Stated goal
Copy the lines from the one containing "Locate blue necktie." through the one containing "621,0,1024,735", including both, reproducing them without any change.

Records of labeled boxes:
+ + + + + + +

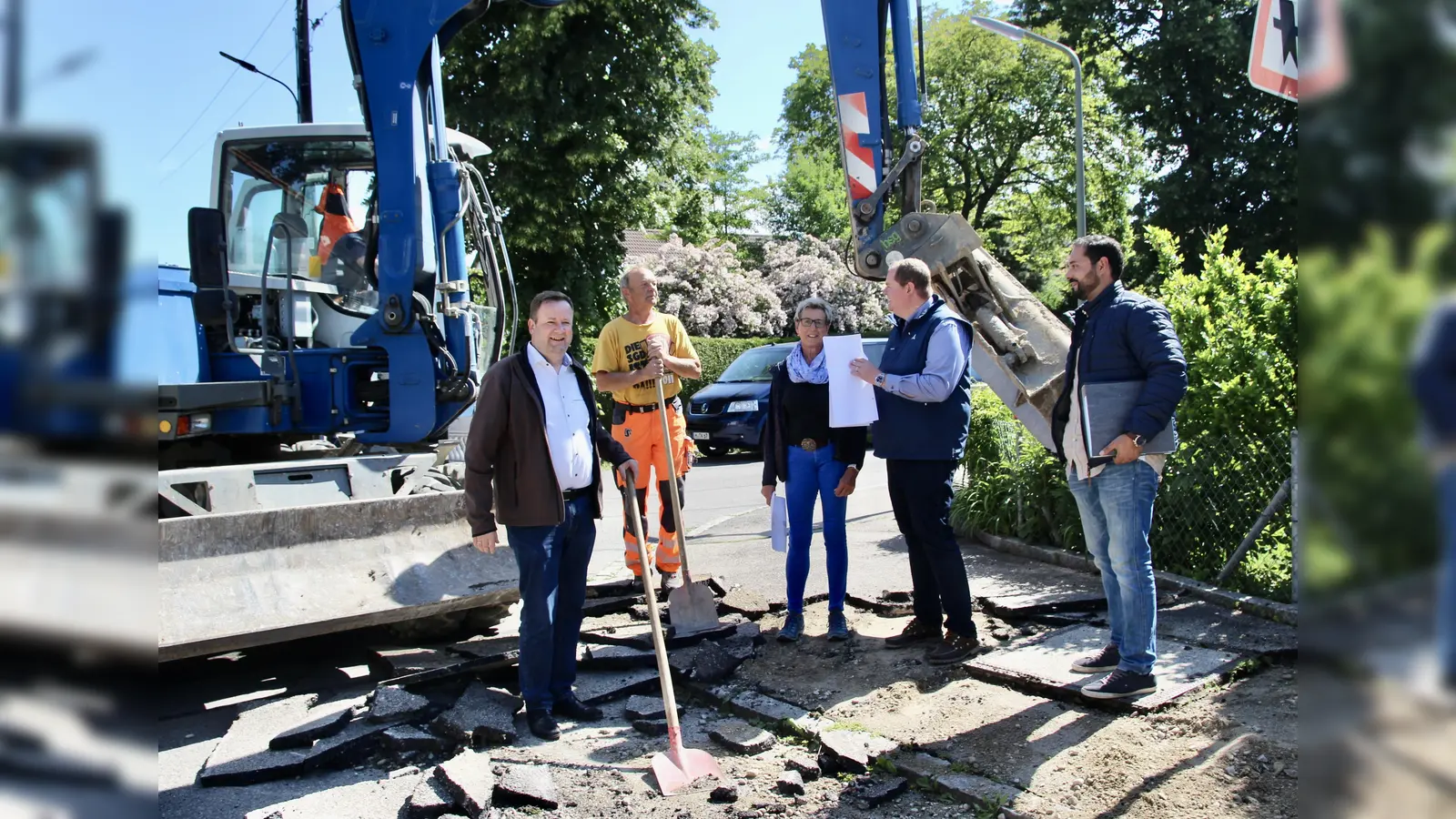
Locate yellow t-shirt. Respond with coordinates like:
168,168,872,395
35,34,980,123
592,310,697,407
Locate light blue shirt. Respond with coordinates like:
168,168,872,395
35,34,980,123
885,301,971,404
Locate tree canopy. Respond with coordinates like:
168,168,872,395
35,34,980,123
444,0,716,328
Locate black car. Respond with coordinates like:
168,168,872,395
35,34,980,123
687,339,885,456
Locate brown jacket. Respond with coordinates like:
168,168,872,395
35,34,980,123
464,353,629,536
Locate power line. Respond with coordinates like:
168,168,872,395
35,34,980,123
157,51,293,184
162,0,288,162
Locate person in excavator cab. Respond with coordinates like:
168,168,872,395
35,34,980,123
592,265,703,589
313,170,359,265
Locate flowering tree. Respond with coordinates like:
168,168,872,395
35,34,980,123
763,236,890,334
626,235,788,339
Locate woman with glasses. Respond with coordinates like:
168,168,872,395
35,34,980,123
763,298,868,642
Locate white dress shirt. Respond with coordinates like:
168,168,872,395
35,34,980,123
526,344,592,491
1061,342,1168,480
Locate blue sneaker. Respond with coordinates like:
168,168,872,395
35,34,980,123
779,612,804,642
827,612,849,640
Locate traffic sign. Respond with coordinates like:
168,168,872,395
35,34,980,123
1249,0,1350,102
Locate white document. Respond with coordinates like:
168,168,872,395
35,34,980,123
824,334,879,427
769,494,789,552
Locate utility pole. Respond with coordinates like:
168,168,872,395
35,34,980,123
292,0,313,123
5,0,25,124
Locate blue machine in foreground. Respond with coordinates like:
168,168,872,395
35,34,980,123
156,0,1067,660
821,0,1072,449
156,0,561,660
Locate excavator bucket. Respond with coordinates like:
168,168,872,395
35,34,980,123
158,491,520,662
854,213,1072,449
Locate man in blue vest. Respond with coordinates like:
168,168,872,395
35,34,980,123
1051,236,1188,700
850,259,980,666
1410,293,1456,693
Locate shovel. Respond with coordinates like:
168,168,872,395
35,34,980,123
658,379,721,637
623,485,723,795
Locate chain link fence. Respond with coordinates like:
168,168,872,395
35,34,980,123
952,419,1294,602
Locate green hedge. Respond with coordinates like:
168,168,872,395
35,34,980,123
571,329,789,412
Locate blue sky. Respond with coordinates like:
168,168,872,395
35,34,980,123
16,0,951,264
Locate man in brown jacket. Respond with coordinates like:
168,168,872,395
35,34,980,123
464,290,636,741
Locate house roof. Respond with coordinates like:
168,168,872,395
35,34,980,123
622,230,667,257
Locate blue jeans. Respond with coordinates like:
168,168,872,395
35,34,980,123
784,444,849,613
507,497,597,711
1436,466,1456,674
1067,460,1159,673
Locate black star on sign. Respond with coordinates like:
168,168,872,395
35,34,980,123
1274,0,1299,67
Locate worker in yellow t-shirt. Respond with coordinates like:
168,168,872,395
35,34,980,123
592,267,703,587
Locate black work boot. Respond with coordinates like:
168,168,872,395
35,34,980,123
526,710,561,742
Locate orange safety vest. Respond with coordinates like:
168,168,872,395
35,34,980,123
313,182,359,265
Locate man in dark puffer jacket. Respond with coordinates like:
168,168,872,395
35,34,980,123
1051,236,1188,700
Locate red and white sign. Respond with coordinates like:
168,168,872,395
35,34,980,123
1249,0,1350,102
839,92,875,201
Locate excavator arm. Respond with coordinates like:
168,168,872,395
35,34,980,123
821,0,1072,449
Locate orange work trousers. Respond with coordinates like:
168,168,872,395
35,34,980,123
612,398,693,577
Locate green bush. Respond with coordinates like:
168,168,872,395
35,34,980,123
952,228,1296,601
1299,228,1451,594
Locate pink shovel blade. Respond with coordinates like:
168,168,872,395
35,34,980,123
652,748,723,795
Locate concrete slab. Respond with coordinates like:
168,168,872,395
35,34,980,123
820,730,900,775
246,774,422,819
435,749,495,819
708,719,777,755
577,667,661,705
891,753,951,781
268,701,354,751
935,774,1022,807
581,622,738,652
718,586,769,620
728,691,832,737
430,682,521,744
198,693,318,785
966,625,1239,711
784,751,823,783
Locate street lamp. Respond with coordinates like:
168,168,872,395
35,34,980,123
971,15,1087,236
218,51,299,121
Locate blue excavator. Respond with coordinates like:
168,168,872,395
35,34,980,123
157,0,1067,660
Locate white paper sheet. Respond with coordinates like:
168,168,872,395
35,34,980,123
824,334,879,427
769,494,789,552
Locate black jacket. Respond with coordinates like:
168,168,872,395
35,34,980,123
464,353,629,536
760,361,869,487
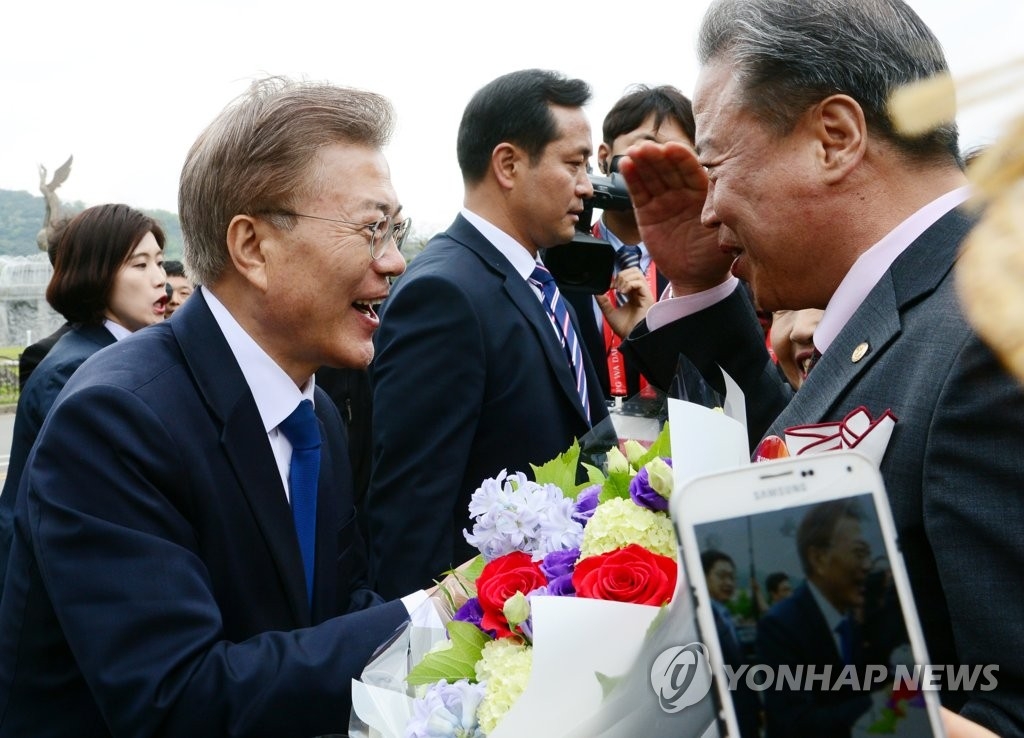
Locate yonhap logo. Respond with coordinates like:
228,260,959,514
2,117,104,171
650,643,711,713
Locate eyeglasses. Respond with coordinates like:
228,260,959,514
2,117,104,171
266,210,413,261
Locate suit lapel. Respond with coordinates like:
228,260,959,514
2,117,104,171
171,290,309,626
768,204,974,436
449,215,595,425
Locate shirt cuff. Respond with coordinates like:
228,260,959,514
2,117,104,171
647,276,739,331
401,590,429,615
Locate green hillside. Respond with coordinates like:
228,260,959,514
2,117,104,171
0,189,181,260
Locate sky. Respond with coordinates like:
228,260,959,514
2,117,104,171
0,0,1024,233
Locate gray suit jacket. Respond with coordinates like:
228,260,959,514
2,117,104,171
628,205,1024,735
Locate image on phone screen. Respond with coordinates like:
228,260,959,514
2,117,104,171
687,492,935,738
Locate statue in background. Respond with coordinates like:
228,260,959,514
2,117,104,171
36,157,74,251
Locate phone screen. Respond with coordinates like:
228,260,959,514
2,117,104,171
688,492,942,738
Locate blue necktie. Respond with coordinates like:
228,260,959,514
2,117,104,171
529,264,590,424
615,245,640,307
836,615,860,665
278,400,321,607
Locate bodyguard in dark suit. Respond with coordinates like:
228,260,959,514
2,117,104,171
0,203,167,593
622,0,1024,735
17,322,71,392
367,70,607,596
565,85,694,400
0,325,114,593
0,80,422,738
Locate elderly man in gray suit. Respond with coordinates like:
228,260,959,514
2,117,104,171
621,0,1024,735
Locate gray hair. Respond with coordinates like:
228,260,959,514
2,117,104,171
178,77,394,285
697,0,959,163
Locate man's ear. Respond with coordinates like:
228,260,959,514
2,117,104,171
812,95,867,182
490,141,525,189
227,215,274,291
597,141,611,175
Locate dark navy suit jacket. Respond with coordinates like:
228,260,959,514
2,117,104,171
757,581,868,738
367,216,607,596
0,325,115,592
0,292,407,738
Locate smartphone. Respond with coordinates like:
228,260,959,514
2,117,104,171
670,451,945,738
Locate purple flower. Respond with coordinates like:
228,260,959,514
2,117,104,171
572,484,601,525
403,679,484,738
452,597,483,631
548,571,575,597
630,459,672,513
541,549,580,583
463,470,583,561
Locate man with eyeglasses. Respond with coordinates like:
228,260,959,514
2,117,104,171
0,79,436,738
365,70,607,597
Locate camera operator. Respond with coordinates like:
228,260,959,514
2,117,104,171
565,85,694,401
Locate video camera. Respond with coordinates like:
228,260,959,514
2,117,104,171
541,157,633,295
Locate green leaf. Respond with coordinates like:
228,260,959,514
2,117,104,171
637,423,672,469
406,620,492,687
597,472,633,505
529,440,580,500
434,554,486,614
577,463,606,492
594,671,623,699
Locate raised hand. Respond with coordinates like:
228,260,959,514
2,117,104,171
618,141,732,297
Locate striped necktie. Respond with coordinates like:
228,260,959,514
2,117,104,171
615,244,640,307
529,264,590,422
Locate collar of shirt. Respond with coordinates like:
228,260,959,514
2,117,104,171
200,287,315,433
814,186,971,353
462,208,540,280
594,220,651,274
199,287,316,501
103,318,131,341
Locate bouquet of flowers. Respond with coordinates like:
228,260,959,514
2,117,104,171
407,431,678,738
350,413,729,738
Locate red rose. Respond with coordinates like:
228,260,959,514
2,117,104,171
476,551,548,638
572,544,677,605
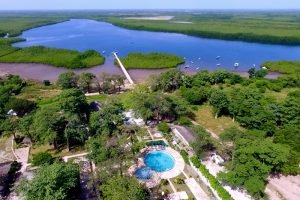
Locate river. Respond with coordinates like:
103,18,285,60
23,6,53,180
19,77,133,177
0,19,300,80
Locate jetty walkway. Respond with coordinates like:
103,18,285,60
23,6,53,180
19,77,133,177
113,52,134,85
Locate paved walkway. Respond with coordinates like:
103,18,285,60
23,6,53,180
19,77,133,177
192,121,219,139
62,153,89,162
184,178,210,200
161,147,185,179
113,52,134,85
14,147,30,173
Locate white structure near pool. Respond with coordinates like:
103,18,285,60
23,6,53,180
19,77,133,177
128,146,185,188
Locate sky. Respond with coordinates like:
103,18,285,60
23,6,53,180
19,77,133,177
0,0,300,10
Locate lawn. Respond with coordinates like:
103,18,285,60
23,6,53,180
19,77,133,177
0,136,15,163
194,104,240,135
86,94,109,103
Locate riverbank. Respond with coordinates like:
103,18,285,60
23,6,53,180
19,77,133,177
115,52,185,69
98,12,300,45
0,45,105,69
0,62,282,83
262,60,300,74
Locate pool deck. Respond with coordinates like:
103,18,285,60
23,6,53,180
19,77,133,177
160,147,185,179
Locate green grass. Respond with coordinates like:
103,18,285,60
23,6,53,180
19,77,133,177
86,94,109,103
98,11,300,45
120,53,184,69
0,16,68,37
194,104,241,135
262,60,300,74
0,46,104,69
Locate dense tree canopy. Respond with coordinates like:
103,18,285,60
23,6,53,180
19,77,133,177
19,163,79,200
100,176,147,200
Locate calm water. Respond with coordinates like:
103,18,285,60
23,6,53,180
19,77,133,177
15,19,300,71
144,151,175,172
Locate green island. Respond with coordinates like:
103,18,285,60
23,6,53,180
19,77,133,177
0,13,69,37
0,46,105,69
262,60,300,74
0,69,300,200
0,14,105,69
99,11,300,45
115,52,185,69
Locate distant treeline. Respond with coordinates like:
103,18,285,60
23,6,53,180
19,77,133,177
115,53,185,69
0,45,105,69
262,60,300,74
108,20,300,46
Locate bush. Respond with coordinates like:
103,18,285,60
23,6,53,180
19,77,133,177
180,150,189,164
174,177,184,185
43,80,51,86
157,122,170,133
31,152,54,166
191,156,233,200
191,156,201,168
177,117,193,126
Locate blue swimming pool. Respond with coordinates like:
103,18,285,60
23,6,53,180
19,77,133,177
144,151,175,172
134,167,153,180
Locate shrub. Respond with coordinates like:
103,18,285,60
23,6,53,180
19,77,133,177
157,122,170,133
174,177,184,185
31,152,54,166
180,150,189,164
177,117,192,126
43,80,51,86
191,156,233,200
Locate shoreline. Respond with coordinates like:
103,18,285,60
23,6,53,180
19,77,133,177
0,63,284,83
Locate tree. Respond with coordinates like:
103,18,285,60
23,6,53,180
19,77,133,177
18,163,79,200
32,105,65,149
64,113,87,151
280,91,300,125
5,98,36,117
218,138,290,198
90,102,123,134
58,88,87,114
151,69,185,92
192,126,215,158
78,73,96,92
248,68,256,78
31,151,54,166
180,86,211,105
274,124,300,154
209,90,229,118
57,72,78,89
100,176,147,200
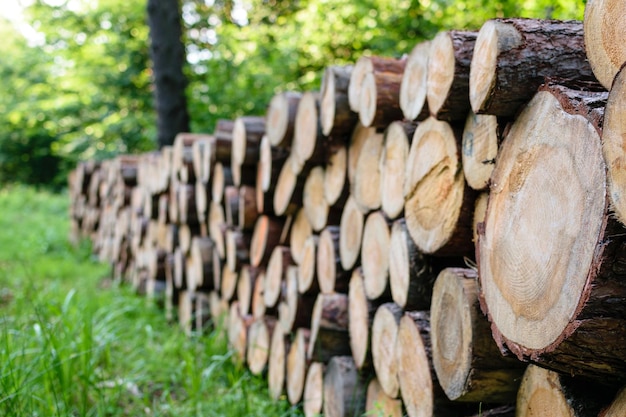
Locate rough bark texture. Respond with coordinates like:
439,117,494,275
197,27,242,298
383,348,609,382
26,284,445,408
148,0,189,147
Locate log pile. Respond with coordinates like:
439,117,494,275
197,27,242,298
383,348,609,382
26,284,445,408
69,6,626,416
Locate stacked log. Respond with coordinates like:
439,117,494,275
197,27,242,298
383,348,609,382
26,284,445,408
69,8,626,416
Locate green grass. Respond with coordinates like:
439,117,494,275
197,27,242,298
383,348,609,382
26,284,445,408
0,187,301,417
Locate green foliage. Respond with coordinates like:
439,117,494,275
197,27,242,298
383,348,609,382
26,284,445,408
0,187,300,417
0,0,584,184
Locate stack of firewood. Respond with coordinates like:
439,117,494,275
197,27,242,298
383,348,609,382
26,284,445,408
70,0,626,416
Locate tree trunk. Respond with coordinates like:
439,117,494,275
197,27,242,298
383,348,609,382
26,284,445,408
430,268,525,404
426,30,478,121
469,18,595,116
477,86,626,383
148,0,189,148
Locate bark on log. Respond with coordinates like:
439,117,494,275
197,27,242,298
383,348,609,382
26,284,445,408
339,196,365,271
477,86,626,383
316,226,351,294
371,303,402,398
395,311,461,417
389,219,440,310
430,268,525,404
350,128,383,213
320,65,358,136
265,91,302,148
290,91,327,166
302,362,325,417
400,41,430,120
348,268,378,370
515,365,615,417
324,356,365,417
246,316,276,375
324,144,350,207
404,117,474,256
379,122,417,219
426,30,478,121
583,0,626,90
308,293,350,363
461,110,502,190
267,326,290,401
287,328,310,405
602,69,626,224
365,377,402,417
263,246,293,307
469,18,595,116
250,215,285,267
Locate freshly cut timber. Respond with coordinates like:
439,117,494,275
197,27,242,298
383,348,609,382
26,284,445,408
324,356,365,417
602,66,626,224
461,110,502,190
291,91,327,166
404,117,474,256
267,326,290,400
379,121,417,219
365,377,402,417
324,144,350,207
339,196,365,271
400,41,430,120
265,91,302,148
426,30,478,120
361,211,391,300
430,268,525,404
263,246,293,307
359,61,406,128
469,18,595,116
477,86,626,383
350,127,383,213
515,365,612,417
250,215,285,267
287,328,310,405
308,293,350,363
388,219,438,310
583,0,626,90
395,311,462,417
246,316,276,375
316,226,351,294
302,362,325,417
348,268,378,369
372,303,402,398
320,65,359,136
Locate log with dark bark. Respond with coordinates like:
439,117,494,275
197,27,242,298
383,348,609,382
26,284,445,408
583,0,626,90
469,18,595,116
404,117,474,256
371,303,402,398
287,327,311,405
265,91,302,148
430,268,525,404
389,219,439,310
426,30,478,121
400,41,430,120
308,293,350,363
477,86,626,383
320,65,358,137
361,211,391,300
324,356,365,417
379,122,417,219
461,110,503,190
316,226,351,294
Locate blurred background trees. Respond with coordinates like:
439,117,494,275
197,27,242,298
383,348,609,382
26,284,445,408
0,0,584,187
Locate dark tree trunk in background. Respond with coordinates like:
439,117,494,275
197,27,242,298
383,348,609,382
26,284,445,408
148,0,189,148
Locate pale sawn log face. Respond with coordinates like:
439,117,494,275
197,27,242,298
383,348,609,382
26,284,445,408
480,92,606,350
583,0,626,90
596,66,626,224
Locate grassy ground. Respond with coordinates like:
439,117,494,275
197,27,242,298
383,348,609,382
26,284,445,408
0,187,300,417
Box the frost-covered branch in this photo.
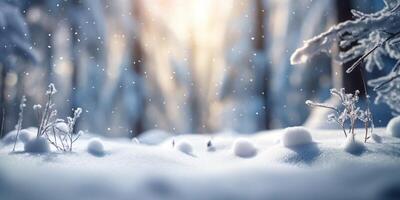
[33,83,82,152]
[306,88,373,142]
[291,0,400,113]
[12,96,26,151]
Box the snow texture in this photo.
[281,126,313,147]
[233,138,257,158]
[371,133,382,143]
[342,135,365,155]
[24,137,50,153]
[55,122,69,134]
[176,140,193,155]
[87,138,105,157]
[2,128,37,144]
[0,128,400,200]
[138,129,171,145]
[386,116,400,137]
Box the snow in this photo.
[0,128,400,200]
[87,138,105,156]
[138,129,171,145]
[176,140,193,155]
[24,137,50,153]
[233,138,257,158]
[281,126,312,147]
[386,116,400,137]
[371,133,382,143]
[342,136,365,154]
[55,122,69,134]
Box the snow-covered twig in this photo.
[291,0,400,113]
[12,96,26,152]
[306,88,373,142]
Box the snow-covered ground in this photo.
[0,129,400,200]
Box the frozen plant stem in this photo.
[12,96,26,152]
[306,88,372,142]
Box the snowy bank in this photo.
[0,129,400,200]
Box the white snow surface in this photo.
[233,138,257,158]
[281,126,312,147]
[176,140,193,155]
[87,138,105,156]
[0,128,400,200]
[24,137,50,153]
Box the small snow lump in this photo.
[342,135,365,155]
[233,138,257,158]
[24,137,50,153]
[87,138,105,156]
[176,140,193,155]
[386,116,400,138]
[281,126,312,147]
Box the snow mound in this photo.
[87,138,105,156]
[233,138,257,158]
[342,135,365,155]
[386,116,400,137]
[131,137,140,144]
[56,122,69,135]
[371,133,382,143]
[3,128,36,144]
[176,140,193,155]
[18,129,36,143]
[281,126,313,147]
[138,129,171,145]
[24,137,50,153]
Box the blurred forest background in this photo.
[0,0,391,137]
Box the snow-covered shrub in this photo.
[12,96,26,151]
[33,83,82,152]
[87,138,105,156]
[281,126,313,147]
[306,88,373,142]
[175,140,193,155]
[233,138,257,158]
[386,116,400,138]
[291,0,400,113]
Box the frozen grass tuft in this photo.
[281,126,313,147]
[233,138,257,158]
[386,116,400,137]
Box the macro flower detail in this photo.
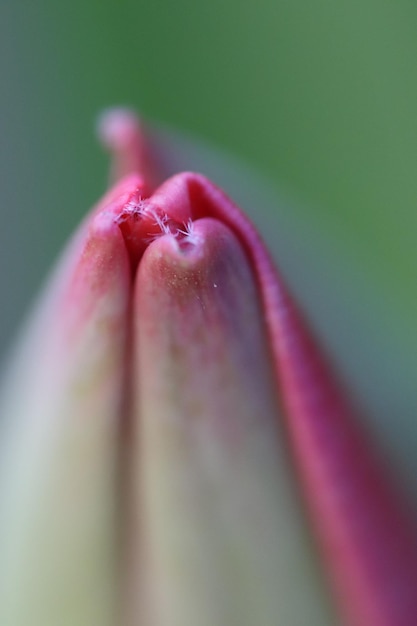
[0,110,417,626]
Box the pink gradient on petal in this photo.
[132,173,417,626]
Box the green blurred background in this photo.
[0,0,417,488]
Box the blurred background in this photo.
[0,0,417,492]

+ + + + + + +

Completed task
Locate blue necktie. Respond with coordinates like:
228,260,959,514
2,117,104,171
529,264,590,424
615,245,640,307
836,615,860,665
278,400,321,607
Locate bodyguard in dark suit. Respond with coordinates like:
228,260,959,514
2,117,104,171
0,203,167,593
622,0,1024,735
17,322,71,392
367,70,607,596
565,85,694,400
0,325,114,593
0,80,422,738
Locate elderly man in gray suit. Respond with coordinates like:
228,260,959,514
2,117,104,171
621,0,1024,735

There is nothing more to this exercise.